## Excerpted text
• • • • •

The mainland produced more corn than rice for the first time on record in the 2012-13 season, as surging incomes fuelled demand for meat, prompting farmers to focus more on animal feed.
The chart of the week shows the mainland's output of corn - the main ingredient used in feed - rose to a record 208 million tonnes in the latest harvest season, beating the 204 million tonnes in rough-rice production, according to data compiled by the United States Department of Agriculture (USDA). The lower panel tracks swine-meat consumption in the mainland, which the USDA forecasts will reach a record 52.6 million tonnes in 2013.
"Consumers' surging protein consumption is driving farmers to grow more corn, while the consumption of rice and wheat is more stable," says Zhang Zhixian, an analyst at Cngrain.com , a Henan-based researcher owned by China Grain Reserves, caretaker of state granaries.
As urbanisation continues, rural residents "will eat more like city folks" by consuming more meat, poultry and dairy instead of basic cereals, he says.

• • • • •

## Exercise data

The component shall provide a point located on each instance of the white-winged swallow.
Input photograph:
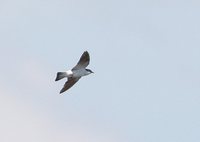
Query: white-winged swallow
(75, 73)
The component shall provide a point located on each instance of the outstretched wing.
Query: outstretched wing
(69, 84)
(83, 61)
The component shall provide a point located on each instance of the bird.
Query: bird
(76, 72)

• • • • •

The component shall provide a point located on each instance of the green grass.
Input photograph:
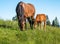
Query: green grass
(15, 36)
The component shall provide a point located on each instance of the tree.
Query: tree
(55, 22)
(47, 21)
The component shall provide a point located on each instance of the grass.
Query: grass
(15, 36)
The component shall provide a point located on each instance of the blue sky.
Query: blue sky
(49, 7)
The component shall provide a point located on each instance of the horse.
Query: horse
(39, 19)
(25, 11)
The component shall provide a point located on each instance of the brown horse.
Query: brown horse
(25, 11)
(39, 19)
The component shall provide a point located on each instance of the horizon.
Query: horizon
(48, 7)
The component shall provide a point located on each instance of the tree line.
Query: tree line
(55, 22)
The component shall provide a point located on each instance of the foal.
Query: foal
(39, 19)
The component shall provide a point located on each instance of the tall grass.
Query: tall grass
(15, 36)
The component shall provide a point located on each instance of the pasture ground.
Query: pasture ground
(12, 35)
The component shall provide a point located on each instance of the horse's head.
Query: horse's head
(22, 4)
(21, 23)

• • • • •

## What this exercise asks
1 > According to the article above on the mainland's corn and rice output, how much rough rice did the mainland produce in the 2012-13 season?
2 > Carry on the article about the mainland's corn and rice output from the point where it stops.

## Answers for the exercise
1 > 204 million tonnes.

2 >
While rising corn output gives China's market a "fragile balance," further expansion is constrained by the lack of additional farmland, Zhang says.
A season of bad weather could "easily upset the balance", boosting China's purchases in global markets, similar to what happened in 2010 after a drought in the northeast provinces, he says.
In 2010 China bought 1.3 million tonnes of corn, making it a net importer for the first time in more than a decade, USDA data shows.
Imports jumped to a record of 5.2 million tonnes in the marketing year which ended on September 30, according to the USDA.